[[ Records for processing open ]]

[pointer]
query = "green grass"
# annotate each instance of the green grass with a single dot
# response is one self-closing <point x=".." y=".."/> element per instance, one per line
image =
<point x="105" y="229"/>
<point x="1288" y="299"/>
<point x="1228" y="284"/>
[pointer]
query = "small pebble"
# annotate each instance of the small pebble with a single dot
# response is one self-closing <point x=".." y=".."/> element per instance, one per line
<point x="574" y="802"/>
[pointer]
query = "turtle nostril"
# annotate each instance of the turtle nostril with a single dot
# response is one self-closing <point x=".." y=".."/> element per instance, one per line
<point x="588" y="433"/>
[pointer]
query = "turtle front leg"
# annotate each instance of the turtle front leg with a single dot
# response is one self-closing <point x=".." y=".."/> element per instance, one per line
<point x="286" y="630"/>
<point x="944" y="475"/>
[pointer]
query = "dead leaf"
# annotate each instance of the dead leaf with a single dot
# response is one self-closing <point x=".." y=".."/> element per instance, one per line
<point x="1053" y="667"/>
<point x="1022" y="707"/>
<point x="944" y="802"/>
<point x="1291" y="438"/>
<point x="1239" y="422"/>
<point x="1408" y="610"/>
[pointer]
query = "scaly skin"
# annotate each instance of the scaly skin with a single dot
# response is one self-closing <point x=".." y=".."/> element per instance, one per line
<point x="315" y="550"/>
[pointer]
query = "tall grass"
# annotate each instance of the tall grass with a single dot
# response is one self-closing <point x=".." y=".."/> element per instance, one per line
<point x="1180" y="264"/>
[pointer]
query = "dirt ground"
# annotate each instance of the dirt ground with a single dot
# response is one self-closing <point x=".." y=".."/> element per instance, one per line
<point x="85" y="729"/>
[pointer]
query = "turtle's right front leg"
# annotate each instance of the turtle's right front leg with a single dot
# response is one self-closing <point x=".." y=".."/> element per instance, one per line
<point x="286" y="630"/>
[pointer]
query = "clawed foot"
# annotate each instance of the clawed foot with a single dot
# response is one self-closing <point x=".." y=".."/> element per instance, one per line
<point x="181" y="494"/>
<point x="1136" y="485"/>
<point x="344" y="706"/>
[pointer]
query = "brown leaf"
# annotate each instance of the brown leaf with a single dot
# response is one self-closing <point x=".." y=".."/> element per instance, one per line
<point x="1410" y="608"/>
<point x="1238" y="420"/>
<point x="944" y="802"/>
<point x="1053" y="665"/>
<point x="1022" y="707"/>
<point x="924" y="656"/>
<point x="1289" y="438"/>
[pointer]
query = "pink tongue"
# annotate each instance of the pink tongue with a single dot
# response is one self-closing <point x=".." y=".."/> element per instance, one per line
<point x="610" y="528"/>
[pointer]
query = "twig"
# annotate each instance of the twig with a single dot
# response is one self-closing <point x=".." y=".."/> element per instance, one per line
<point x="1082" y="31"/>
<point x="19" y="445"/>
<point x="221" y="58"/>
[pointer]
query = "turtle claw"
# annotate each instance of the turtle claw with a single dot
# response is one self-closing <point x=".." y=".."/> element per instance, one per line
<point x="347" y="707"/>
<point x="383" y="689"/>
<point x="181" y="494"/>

[[ Records for processing closed ]]

Task requirements
Every line above that holds "grass" counts once; state the total and nothing else.

Reply
4